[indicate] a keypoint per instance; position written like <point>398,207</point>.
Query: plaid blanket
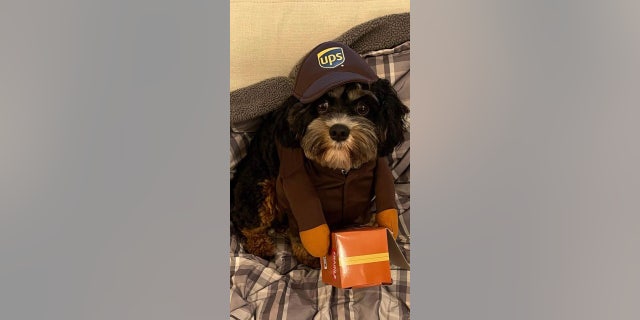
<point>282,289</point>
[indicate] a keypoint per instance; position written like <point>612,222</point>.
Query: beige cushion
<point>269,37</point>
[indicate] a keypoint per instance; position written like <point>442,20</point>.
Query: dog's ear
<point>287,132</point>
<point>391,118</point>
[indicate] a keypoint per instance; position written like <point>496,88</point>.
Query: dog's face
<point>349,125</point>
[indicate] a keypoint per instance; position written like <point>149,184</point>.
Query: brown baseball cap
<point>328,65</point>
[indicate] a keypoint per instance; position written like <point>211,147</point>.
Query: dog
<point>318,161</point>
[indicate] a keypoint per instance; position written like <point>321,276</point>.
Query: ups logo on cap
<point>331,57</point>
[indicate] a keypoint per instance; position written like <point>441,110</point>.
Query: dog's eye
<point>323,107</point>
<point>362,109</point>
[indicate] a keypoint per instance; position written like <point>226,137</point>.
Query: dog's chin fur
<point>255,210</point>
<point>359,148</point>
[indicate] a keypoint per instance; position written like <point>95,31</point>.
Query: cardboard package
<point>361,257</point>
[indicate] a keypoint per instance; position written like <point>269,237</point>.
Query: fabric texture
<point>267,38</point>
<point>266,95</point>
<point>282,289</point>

--

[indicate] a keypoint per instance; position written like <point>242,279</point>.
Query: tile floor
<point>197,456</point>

DO THIS
Copy the listing word for word, from the line containing "written like <point>398,207</point>." through the line containing "<point>361,257</point>", including both of those lines. Leave the pictures out.

OUTPUT OF THE TASK
[indicate] a keypoint per instance; position written like <point>398,207</point>.
Query: plaid blanket
<point>282,289</point>
[indicate] a keypoint per instance; position written like <point>612,222</point>.
Query: beige cushion
<point>269,37</point>
[indicate] a keypoint per instance; position written like <point>442,20</point>.
Query: dog's ear
<point>287,132</point>
<point>391,118</point>
[indicate] a keypoint per instance; position written like <point>496,88</point>.
Query: dog's face
<point>349,125</point>
[indicate] a keypoint per instance; position written like <point>149,184</point>.
Query: brown baseball cap
<point>328,65</point>
[indicate] a keypoint per instance; position written like <point>211,147</point>.
Query: dog
<point>318,161</point>
[indicate] a keypoint per instance; position written like <point>321,276</point>.
Query: ups logo on cap
<point>331,57</point>
[indicate] a keypoint per instance; position written like <point>441,110</point>.
Query: dog's eye
<point>323,107</point>
<point>362,109</point>
[indicate] a keypoint per instance; position written like <point>226,137</point>.
Query: dog's chin fur
<point>255,210</point>
<point>359,148</point>
[indicate] a keypoint per instance; position written like <point>95,31</point>.
Query: cardboard package
<point>361,257</point>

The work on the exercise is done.